*Goal*. Locate every line in the rows below that contains the string "raised", matching case exactly, and copy each such line.

[Coordinate labeling data]

━━━━

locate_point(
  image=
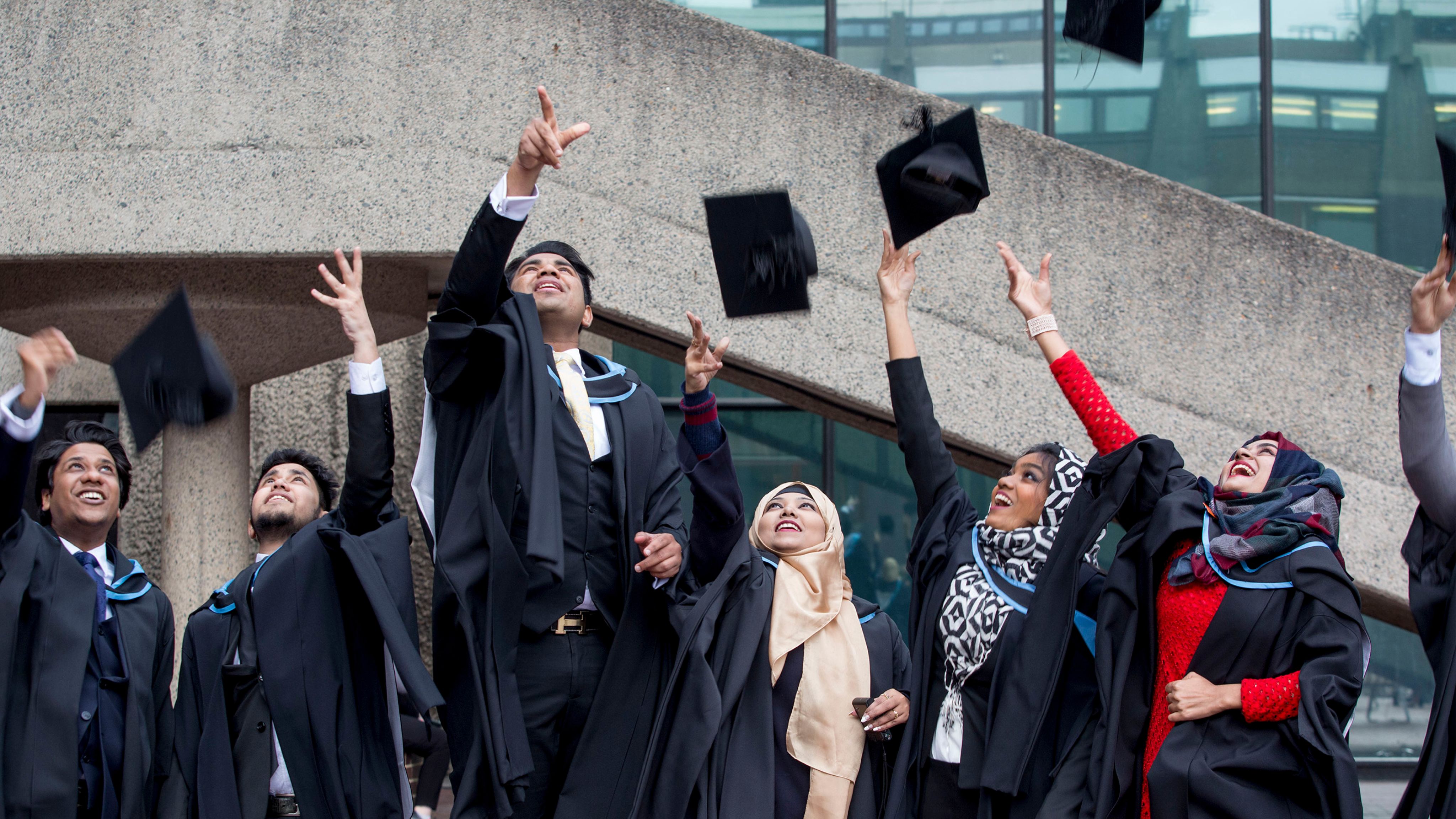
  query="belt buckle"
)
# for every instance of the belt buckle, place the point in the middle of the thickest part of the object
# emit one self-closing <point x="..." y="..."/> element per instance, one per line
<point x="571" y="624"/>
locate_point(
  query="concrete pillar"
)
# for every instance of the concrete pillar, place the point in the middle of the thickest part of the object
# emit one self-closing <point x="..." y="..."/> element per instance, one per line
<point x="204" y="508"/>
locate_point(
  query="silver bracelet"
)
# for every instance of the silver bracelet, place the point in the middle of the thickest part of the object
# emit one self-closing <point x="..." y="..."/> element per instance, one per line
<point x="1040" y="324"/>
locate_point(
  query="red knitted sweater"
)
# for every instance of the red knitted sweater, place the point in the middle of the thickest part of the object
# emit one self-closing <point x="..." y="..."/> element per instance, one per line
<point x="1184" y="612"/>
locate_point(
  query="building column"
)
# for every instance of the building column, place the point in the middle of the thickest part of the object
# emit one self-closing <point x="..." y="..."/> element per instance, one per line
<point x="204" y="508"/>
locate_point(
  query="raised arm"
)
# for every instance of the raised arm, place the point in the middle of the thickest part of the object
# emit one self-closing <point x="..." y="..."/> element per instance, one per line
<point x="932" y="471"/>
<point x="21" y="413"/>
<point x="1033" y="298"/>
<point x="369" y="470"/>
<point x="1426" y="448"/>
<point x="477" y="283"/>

━━━━

*Result of this exercise*.
  query="raised arm"
# for every instance of the raised arm, place the point in the middle of the thickest part of the object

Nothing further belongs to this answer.